● Exercise
Rewrite the listing below, changing "Target" to "Object" wherever it occurs and leaving everything else untouched.

● Data provided
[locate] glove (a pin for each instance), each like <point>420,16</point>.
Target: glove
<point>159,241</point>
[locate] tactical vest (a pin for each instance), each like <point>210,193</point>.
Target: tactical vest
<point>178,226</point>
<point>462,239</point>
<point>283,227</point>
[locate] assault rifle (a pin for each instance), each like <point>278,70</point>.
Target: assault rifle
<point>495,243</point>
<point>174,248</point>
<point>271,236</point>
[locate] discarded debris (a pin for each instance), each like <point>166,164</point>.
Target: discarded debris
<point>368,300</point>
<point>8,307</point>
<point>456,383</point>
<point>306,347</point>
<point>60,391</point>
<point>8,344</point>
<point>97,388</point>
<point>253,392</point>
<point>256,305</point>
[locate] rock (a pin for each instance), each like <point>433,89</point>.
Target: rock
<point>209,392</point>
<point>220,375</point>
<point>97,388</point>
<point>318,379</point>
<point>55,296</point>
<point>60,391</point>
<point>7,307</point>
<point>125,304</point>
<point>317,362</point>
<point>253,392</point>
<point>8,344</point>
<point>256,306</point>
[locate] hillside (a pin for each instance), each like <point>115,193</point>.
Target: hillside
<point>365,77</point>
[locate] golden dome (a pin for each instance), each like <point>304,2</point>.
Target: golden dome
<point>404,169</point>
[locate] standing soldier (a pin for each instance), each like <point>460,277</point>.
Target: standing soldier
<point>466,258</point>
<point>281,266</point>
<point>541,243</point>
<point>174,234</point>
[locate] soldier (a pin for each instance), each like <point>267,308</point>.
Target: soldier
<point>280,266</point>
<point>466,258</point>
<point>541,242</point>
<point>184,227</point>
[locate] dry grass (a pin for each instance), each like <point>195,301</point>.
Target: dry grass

● Exercise response
[locate] glove (a pin for each instance), each like <point>420,16</point>.
Object: glove
<point>159,241</point>
[locate] tactical vest (a pin for each instance), each like <point>210,193</point>.
Object: tactical vest
<point>178,226</point>
<point>462,239</point>
<point>283,227</point>
[locate] assault rifle (a pin for each instance), each like <point>278,70</point>.
Object: assault rifle
<point>495,243</point>
<point>174,248</point>
<point>271,236</point>
[locate] discarded debris (a pin for each instance), each like <point>166,164</point>.
Object: discarded debris
<point>368,300</point>
<point>8,307</point>
<point>456,383</point>
<point>306,347</point>
<point>60,391</point>
<point>8,344</point>
<point>97,388</point>
<point>253,392</point>
<point>256,305</point>
[locate] rock (a pin for each instance), each like <point>433,89</point>.
Object: rock
<point>209,392</point>
<point>220,375</point>
<point>97,388</point>
<point>318,379</point>
<point>55,296</point>
<point>60,391</point>
<point>7,307</point>
<point>125,304</point>
<point>317,362</point>
<point>253,392</point>
<point>8,344</point>
<point>256,306</point>
[locate] hillside (a pin for each instance), each like <point>115,193</point>.
Object: hillside
<point>365,77</point>
[locate] golden dome (a pin for each instance), each like <point>304,2</point>.
Object: golden dome
<point>404,169</point>
[locate] standing soldier (a pin for each instance), each like <point>460,277</point>.
Object: standing soldier
<point>466,258</point>
<point>281,266</point>
<point>541,243</point>
<point>174,234</point>
[locate] soldier (a pin for each instance), each like <point>267,308</point>.
Object: soldier
<point>280,266</point>
<point>466,258</point>
<point>541,242</point>
<point>184,227</point>
[locate] dry grass (a pin for each instance), each like <point>195,301</point>.
Object: dry grass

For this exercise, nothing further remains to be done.